- _TASK STATEMENT_: Write out the lines from the one containing "Find every occurrence of woman with long" through the one containing "709,412 -> 844,597", inclusive, copying them exactly.

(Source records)
━━━━

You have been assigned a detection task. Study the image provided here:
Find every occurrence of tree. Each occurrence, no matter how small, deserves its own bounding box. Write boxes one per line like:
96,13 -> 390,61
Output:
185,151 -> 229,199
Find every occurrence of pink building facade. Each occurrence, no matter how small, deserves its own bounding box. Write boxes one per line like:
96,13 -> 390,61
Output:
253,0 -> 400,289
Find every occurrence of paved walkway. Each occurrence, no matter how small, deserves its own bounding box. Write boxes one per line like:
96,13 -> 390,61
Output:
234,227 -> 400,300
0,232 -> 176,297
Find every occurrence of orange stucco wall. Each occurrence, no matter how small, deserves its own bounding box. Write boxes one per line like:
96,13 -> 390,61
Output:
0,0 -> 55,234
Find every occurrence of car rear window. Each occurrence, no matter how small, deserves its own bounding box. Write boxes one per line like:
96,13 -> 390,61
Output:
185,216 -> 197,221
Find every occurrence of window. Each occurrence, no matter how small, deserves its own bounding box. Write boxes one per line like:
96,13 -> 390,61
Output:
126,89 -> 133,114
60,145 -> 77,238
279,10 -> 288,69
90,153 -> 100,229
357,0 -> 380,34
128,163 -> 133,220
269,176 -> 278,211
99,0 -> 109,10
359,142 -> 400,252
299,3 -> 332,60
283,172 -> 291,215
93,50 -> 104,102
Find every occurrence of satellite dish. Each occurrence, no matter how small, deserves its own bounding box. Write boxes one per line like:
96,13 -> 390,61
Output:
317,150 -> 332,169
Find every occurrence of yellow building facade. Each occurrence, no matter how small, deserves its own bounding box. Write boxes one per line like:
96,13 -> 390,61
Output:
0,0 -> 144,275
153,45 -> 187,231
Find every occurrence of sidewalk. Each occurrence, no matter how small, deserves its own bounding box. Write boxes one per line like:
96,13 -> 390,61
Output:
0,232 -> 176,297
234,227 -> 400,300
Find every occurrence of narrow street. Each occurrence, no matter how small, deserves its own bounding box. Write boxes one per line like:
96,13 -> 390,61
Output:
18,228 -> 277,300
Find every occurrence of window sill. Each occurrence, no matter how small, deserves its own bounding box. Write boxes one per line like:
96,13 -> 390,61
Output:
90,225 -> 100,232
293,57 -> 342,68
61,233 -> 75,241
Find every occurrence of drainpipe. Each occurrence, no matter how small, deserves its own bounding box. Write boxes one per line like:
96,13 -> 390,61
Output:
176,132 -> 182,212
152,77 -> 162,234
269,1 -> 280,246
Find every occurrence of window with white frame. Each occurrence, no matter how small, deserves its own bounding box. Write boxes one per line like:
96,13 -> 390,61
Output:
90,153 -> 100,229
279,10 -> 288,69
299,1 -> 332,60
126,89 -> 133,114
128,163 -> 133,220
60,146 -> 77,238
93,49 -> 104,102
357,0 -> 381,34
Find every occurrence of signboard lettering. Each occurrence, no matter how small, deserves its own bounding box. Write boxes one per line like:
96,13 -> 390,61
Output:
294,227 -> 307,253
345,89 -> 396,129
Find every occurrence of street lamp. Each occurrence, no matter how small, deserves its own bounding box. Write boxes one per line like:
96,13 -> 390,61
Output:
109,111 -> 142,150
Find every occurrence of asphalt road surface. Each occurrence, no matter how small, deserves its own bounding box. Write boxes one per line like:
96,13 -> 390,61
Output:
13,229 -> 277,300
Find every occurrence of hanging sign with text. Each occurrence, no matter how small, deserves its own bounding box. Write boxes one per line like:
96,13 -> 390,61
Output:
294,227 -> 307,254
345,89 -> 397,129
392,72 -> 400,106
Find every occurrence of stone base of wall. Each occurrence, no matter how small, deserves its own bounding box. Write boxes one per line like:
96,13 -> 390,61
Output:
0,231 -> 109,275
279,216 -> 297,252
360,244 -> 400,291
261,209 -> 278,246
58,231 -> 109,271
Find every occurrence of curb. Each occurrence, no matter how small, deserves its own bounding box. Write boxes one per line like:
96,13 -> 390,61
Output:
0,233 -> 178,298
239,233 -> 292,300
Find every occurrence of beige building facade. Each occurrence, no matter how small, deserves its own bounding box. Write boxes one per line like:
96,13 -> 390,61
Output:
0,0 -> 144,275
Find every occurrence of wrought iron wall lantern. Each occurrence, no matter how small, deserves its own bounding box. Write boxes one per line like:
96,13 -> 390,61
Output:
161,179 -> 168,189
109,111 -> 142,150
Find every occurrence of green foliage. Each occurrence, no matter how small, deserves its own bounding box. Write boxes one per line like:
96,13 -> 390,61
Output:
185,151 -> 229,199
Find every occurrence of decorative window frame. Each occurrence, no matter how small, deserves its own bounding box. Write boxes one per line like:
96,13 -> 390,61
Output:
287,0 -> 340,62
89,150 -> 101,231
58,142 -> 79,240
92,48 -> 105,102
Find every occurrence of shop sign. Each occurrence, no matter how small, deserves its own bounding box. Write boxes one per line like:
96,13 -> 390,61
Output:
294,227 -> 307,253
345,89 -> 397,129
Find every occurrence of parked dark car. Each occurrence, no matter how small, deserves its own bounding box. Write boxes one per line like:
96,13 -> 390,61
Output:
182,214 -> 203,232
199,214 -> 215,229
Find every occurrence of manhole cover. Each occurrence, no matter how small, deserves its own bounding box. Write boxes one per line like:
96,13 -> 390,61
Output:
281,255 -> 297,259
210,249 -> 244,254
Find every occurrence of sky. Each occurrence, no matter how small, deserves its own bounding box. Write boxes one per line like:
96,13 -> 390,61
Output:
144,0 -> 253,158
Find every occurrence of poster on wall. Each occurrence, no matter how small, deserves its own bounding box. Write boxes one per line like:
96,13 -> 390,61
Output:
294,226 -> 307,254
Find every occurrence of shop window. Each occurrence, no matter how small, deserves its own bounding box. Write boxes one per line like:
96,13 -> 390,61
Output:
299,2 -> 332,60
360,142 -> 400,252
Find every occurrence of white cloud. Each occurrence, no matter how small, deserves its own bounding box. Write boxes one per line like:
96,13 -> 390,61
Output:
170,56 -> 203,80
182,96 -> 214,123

━━━━

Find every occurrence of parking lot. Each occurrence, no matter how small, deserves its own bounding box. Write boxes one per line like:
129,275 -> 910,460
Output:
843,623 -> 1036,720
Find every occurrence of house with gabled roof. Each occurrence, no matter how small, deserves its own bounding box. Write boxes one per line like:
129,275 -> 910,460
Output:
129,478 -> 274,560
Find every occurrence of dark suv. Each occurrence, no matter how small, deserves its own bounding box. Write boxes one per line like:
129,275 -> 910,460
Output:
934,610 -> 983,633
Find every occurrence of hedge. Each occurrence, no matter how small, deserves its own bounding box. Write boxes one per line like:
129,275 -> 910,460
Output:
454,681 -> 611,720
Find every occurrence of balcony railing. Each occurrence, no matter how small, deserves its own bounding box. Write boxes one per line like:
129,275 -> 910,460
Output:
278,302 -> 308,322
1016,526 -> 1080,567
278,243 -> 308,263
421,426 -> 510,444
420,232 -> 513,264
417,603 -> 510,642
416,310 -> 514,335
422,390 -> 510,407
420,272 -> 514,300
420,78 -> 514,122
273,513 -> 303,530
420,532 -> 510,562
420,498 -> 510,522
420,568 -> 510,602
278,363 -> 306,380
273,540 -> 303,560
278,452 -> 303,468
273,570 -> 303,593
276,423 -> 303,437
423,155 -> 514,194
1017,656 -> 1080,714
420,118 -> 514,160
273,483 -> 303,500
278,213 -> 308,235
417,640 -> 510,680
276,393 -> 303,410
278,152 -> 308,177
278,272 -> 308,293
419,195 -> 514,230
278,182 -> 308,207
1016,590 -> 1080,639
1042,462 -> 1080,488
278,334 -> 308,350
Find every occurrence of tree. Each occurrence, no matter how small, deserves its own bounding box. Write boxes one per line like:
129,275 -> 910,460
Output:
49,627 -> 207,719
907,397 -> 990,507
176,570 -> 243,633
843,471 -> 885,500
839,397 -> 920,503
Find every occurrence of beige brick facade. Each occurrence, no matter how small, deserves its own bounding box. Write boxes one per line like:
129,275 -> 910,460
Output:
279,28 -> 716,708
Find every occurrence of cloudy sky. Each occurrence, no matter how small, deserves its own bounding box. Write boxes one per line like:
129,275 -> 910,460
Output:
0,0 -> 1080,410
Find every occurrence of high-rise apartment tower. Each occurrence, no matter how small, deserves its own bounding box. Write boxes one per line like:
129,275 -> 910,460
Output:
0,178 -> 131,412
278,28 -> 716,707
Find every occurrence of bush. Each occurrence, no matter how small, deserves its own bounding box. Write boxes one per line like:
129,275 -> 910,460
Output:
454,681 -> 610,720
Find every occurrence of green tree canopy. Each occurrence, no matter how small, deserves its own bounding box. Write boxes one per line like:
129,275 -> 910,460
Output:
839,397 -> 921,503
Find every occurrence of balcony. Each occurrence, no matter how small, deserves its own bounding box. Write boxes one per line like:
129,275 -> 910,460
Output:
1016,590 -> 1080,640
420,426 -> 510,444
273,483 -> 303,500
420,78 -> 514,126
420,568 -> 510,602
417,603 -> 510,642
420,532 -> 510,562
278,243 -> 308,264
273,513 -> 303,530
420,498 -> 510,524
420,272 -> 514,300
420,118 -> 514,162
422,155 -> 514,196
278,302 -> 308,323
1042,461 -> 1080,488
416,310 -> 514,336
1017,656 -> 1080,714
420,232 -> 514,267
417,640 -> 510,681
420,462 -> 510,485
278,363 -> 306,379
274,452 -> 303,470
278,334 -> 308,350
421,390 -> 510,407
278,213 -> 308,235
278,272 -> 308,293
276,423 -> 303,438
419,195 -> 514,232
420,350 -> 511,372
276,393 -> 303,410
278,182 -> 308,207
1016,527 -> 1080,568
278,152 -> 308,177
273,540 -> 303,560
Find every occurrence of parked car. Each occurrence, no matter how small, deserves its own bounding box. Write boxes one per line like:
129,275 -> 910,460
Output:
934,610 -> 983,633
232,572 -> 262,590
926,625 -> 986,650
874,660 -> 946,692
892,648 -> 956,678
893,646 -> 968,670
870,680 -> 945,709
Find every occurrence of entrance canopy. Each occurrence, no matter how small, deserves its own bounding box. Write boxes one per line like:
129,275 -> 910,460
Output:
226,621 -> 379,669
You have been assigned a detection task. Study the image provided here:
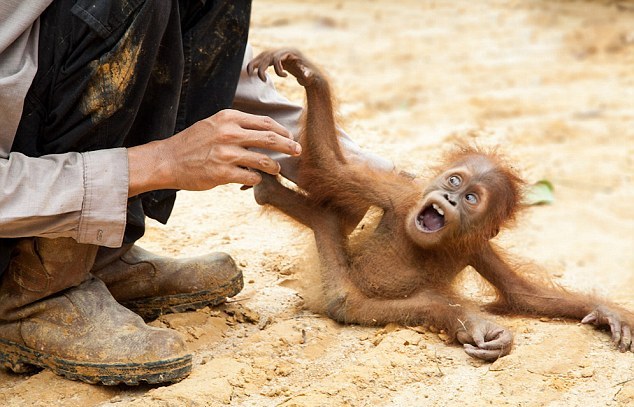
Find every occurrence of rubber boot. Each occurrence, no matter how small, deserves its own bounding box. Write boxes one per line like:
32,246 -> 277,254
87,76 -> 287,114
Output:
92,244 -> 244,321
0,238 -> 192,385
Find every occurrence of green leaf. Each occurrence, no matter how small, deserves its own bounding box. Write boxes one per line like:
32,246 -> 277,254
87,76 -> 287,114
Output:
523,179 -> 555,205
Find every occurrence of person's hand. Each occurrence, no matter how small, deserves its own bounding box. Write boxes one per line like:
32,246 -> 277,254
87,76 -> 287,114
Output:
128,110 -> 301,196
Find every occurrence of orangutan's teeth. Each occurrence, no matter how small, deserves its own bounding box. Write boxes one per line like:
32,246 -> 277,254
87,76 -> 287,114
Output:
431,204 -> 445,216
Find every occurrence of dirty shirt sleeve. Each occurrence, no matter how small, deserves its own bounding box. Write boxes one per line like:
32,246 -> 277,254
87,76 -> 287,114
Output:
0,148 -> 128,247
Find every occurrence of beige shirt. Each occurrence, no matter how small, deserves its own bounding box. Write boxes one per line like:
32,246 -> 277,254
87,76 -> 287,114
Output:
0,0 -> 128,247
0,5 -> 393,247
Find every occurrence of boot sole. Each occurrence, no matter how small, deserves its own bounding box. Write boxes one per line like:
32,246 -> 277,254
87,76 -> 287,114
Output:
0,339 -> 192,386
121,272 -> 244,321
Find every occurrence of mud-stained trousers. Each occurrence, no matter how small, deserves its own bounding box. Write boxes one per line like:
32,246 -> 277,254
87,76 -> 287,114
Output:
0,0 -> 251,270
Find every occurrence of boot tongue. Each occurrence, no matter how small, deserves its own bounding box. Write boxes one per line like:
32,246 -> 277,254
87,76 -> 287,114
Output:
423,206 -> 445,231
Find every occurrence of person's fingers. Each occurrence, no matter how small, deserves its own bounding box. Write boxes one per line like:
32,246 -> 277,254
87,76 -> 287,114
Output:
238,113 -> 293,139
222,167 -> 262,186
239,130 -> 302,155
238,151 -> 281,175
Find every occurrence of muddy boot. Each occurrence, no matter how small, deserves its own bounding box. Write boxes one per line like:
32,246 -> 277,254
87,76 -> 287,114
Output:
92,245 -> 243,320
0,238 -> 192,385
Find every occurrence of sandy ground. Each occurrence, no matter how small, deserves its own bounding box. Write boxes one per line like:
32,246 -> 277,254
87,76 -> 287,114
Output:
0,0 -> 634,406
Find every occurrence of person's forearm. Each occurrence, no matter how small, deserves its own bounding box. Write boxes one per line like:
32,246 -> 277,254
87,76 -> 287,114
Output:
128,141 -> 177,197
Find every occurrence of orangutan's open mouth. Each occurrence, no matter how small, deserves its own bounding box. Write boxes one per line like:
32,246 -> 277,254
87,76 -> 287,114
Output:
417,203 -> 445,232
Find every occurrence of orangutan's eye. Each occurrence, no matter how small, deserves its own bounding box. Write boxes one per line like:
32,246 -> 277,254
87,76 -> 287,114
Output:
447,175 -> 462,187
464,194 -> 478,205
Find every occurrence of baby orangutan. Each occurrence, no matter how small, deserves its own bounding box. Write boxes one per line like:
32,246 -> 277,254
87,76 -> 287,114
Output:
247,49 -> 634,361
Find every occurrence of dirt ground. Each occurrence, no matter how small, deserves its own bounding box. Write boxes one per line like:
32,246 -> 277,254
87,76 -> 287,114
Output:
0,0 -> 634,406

━━━━

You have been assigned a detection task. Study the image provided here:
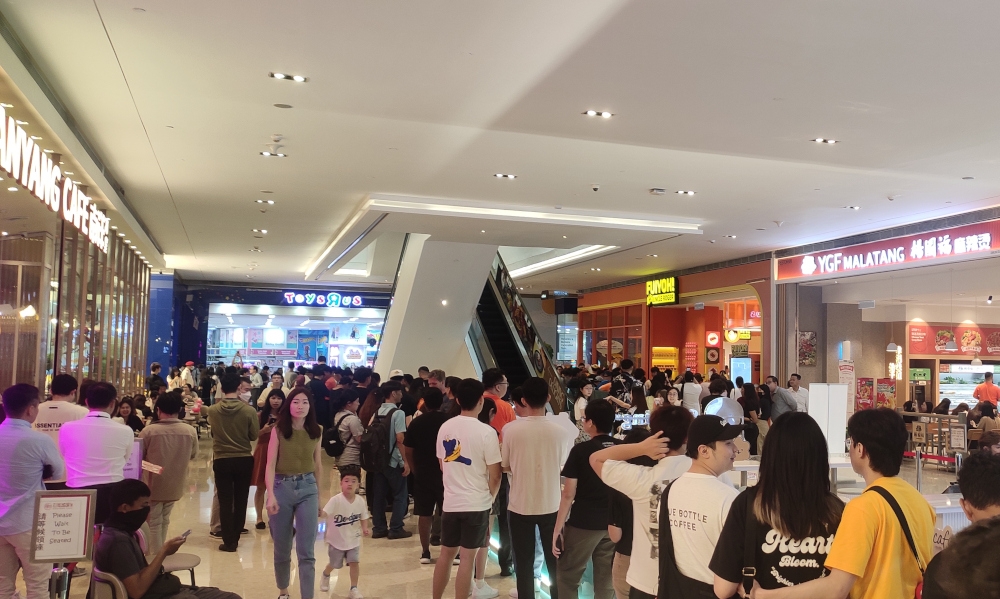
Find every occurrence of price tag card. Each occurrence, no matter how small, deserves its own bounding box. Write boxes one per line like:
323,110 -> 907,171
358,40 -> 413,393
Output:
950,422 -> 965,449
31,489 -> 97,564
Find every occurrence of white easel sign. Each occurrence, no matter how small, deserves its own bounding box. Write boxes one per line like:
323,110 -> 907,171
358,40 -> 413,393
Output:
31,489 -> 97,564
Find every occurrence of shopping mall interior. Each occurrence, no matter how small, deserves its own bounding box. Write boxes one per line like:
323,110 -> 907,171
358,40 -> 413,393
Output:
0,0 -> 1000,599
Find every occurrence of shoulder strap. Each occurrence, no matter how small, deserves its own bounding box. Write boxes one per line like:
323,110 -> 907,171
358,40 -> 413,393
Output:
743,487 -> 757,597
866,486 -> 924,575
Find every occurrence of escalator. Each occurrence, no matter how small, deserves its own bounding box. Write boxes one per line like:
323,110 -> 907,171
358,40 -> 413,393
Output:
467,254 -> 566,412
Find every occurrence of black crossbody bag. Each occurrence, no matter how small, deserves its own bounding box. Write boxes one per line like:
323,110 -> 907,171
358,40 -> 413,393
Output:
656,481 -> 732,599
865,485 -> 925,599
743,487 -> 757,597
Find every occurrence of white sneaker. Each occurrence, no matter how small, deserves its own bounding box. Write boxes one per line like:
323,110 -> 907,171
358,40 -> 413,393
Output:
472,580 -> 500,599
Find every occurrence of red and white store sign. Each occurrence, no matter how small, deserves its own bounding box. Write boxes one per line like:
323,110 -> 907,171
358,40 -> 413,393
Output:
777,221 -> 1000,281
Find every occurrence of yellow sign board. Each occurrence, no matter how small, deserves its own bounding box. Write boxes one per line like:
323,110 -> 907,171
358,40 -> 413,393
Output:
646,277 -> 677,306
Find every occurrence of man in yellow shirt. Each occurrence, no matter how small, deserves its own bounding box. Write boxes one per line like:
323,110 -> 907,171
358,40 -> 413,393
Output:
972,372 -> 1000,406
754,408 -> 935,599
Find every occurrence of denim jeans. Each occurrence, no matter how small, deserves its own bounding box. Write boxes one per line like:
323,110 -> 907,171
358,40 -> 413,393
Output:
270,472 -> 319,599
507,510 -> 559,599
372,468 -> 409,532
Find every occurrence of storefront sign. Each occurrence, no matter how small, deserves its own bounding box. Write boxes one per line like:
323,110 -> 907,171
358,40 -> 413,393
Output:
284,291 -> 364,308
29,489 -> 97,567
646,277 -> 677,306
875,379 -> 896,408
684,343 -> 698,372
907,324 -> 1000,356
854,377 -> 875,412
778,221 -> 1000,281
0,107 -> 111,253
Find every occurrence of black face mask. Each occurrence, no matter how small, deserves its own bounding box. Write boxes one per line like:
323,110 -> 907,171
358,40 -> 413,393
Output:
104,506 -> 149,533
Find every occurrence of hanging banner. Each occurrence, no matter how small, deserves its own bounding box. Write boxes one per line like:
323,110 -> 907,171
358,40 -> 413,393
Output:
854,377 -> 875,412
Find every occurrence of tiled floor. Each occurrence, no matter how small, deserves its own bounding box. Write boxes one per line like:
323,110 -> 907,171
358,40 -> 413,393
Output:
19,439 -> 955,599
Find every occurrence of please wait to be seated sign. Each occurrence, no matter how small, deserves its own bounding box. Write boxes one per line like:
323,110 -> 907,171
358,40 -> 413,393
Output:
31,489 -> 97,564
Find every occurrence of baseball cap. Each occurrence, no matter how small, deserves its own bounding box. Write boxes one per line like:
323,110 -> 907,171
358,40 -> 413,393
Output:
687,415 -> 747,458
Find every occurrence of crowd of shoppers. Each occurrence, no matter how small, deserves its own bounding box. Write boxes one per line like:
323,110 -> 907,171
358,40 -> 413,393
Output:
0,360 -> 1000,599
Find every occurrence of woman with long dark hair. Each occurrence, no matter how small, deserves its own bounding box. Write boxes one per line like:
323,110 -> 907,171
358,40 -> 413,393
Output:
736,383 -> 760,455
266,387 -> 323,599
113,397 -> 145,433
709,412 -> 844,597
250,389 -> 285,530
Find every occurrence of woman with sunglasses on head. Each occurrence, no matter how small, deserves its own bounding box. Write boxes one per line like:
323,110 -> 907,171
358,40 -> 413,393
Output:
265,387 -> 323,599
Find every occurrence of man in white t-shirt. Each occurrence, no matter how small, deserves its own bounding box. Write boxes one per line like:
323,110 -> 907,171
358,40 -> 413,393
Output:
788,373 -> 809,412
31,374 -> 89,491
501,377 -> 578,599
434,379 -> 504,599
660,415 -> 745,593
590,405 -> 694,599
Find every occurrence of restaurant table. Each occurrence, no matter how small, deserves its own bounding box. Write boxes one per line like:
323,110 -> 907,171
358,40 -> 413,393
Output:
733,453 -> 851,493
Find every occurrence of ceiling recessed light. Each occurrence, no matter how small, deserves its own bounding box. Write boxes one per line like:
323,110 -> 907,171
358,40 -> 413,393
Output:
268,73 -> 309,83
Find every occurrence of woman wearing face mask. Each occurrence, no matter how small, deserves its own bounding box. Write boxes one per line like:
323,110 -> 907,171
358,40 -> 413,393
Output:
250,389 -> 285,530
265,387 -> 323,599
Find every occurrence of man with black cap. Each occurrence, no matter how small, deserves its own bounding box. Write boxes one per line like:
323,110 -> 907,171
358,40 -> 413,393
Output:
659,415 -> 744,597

━━━━

- _WRITTEN RESPONSE_:
Find every occurrence of woman with long dark hair. Each occurrence, no matter how small, deserves its own bounding box. Write boxes one per line like:
323,110 -> 907,171
358,40 -> 413,393
Output:
736,383 -> 760,455
266,387 -> 323,599
113,397 -> 145,433
709,412 -> 844,597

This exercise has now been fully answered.